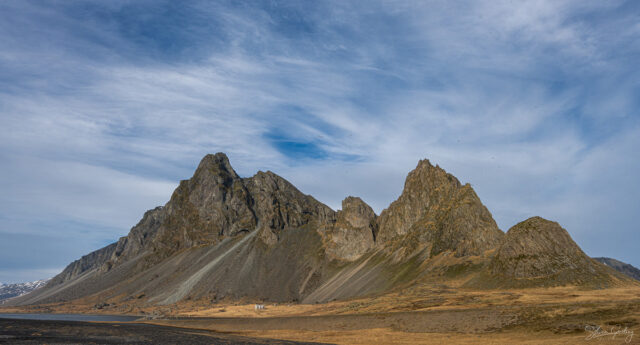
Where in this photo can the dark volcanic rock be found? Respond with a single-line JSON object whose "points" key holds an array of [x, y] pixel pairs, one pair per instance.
{"points": [[621, 267], [353, 232], [279, 206], [436, 212], [260, 238]]}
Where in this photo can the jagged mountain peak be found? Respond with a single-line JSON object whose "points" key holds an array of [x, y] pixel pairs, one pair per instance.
{"points": [[539, 252], [260, 237], [215, 166]]}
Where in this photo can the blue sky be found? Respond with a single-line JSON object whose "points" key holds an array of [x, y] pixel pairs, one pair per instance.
{"points": [[106, 105]]}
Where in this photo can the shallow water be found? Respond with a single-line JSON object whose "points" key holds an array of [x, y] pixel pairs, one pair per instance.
{"points": [[70, 317]]}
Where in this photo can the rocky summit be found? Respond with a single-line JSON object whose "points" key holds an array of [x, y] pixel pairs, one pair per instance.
{"points": [[260, 238]]}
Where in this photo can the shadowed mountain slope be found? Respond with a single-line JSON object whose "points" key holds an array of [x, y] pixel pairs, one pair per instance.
{"points": [[539, 252], [260, 238], [621, 267]]}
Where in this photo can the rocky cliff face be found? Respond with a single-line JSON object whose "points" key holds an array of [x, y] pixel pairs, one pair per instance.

● ● ● ● ●

* **Problem to work on**
Reproduce the listing above word for word, leaving out the pictures.

* **Full response**
Where in this photo can the dark volcanic rock be found? Respond with a single-line JSON object whose "points" key holds an array of [x, y] pixel pairs, one pair per instance.
{"points": [[621, 267], [353, 232], [279, 206], [436, 212], [260, 238]]}
Where in this photo can the jagged mountain peak be found? Respond with a single-line JSON object whose "points" key holds an array of [x, y] pixel pairs, one pair per instance.
{"points": [[539, 252], [260, 237], [215, 166]]}
Where in this photo can the blue sky be found? Respond with a single-line JSON object whose "points" key holds an array of [x, y] pixel pairs, one pair per instance.
{"points": [[106, 105]]}
Where in this photo can the shallow water be found? Respond with a single-line JSON object whose "points" key holds an array of [x, y] pixel pairs, one pair per instance.
{"points": [[70, 317]]}
Where in this photo can the rocky summit be found? Respond with a single-line JSON object whose "points" key holds an array of [x, y] pixel pairs, one pair per instance.
{"points": [[260, 238]]}
Where in this photo can the shadowed mountain slope be found? Respond with a single-line JSON object whose "points" key holds an array of [x, y] pixel pairs, one pair per instance.
{"points": [[539, 252], [260, 238], [621, 267]]}
Where in this photo can the rocky cliff face be found? Respond with a single-line JSON object whose "points" key holds an array of [x, y] pixel pairs, one pair per instance.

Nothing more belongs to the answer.